给定文本 |
╭──
捕获组：用 ( ) 包裹，匹配内容会被捕获到 $matches 数组。

preg_match('/(\d{4})-(\d{2})/', '2023-05', $matches);
// $matches[0] = "2023-05", $matches[1] = "2023", $matches[2] = "05"

非捕获组：用 (?: ) 包裹，不捕获内容（提升性能）。

preg_match('/(?:\d{3})-(\d{4})/', '123-4567', $matches);
// $matches[1] = "4567"（仅捕获第二组）

反向引用：用 \n（n 为组号）引用已捕获的内容。

preg_match('/(\w+)\s\1/', 'test test', $matches); // 匹配重复单词

2.5. 替代与条件匹配

分支匹配：用 | 表示“或”关系。

preg_match('/(cat|dog)/', 'I have a cat'); // 匹配 "cat"

条件匹配：PCRE 支持 (?(condition)yes|no) 语法（较少用）。
╰──
数据列表 |
╭──
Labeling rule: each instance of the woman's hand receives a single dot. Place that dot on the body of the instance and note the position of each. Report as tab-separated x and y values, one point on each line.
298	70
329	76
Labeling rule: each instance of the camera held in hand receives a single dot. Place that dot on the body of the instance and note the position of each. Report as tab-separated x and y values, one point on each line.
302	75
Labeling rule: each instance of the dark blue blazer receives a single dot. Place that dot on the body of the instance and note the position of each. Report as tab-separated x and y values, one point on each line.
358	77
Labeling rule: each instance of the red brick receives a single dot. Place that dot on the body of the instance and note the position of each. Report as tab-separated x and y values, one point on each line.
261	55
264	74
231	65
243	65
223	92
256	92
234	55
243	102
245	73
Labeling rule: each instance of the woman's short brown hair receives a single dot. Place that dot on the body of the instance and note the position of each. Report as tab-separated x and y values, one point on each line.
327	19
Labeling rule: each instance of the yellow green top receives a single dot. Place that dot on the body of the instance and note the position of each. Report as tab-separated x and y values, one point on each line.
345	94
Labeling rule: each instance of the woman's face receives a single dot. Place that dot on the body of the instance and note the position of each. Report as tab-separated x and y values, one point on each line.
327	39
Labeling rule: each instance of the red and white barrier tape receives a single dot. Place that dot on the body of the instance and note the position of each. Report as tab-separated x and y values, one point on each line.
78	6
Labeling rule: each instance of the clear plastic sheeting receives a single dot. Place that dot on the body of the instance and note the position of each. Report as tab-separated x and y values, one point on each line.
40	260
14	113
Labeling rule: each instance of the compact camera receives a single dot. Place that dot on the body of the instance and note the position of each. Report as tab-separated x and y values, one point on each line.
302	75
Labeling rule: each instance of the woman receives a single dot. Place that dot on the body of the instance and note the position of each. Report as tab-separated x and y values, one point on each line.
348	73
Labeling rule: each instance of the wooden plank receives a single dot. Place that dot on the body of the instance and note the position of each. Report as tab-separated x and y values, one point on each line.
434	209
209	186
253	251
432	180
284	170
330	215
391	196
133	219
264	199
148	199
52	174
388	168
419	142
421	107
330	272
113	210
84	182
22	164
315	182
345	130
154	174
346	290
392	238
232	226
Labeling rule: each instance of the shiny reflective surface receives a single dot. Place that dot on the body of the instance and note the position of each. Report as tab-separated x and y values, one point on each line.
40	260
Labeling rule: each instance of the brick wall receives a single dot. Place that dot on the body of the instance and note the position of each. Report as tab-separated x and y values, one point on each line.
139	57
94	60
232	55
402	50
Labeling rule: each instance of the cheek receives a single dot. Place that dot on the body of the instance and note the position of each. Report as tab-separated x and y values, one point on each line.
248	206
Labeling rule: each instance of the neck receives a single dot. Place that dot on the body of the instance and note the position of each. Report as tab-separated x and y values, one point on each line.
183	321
╰──
练习目标 | 续写那段讲解 PHP 正则表达式的文字，从其最后一句之后接着写下去。

参考答案 |
2.6. 模式修饰符

修饰符放在定界符后（如 /pattern/i），常用如下：

修饰符	含义	示例
`i`	不区分大小写	`/hello/i` 匹配 `Hello`
`m`	多行模式（`^` 和 `$` 匹配行首/尾）	`/^line/m` 匹配每行开头
`s`	让 `.` 匹配换行符	`/.*./s` 匹配跨行文本
`u`	支持 UTF-8 编码	`/\p{L}/u` 匹配 Unicode 字母
`x`	忽略模式中的空白和注释	`/a b /x` 匹配 `ab`
`e`	匹配后的字符串作为php执行	新版本已经取消

2.7. 特殊结构

环视（Lookaround）：
- 正向环视：(?=pattern)（后面必须跟 pattern），(?!pattern)（后面不能跟 pattern）。
- 反向环视：(?<=pattern)（前面必须是 pattern），(?<!pattern)（前面不能是 pattern）。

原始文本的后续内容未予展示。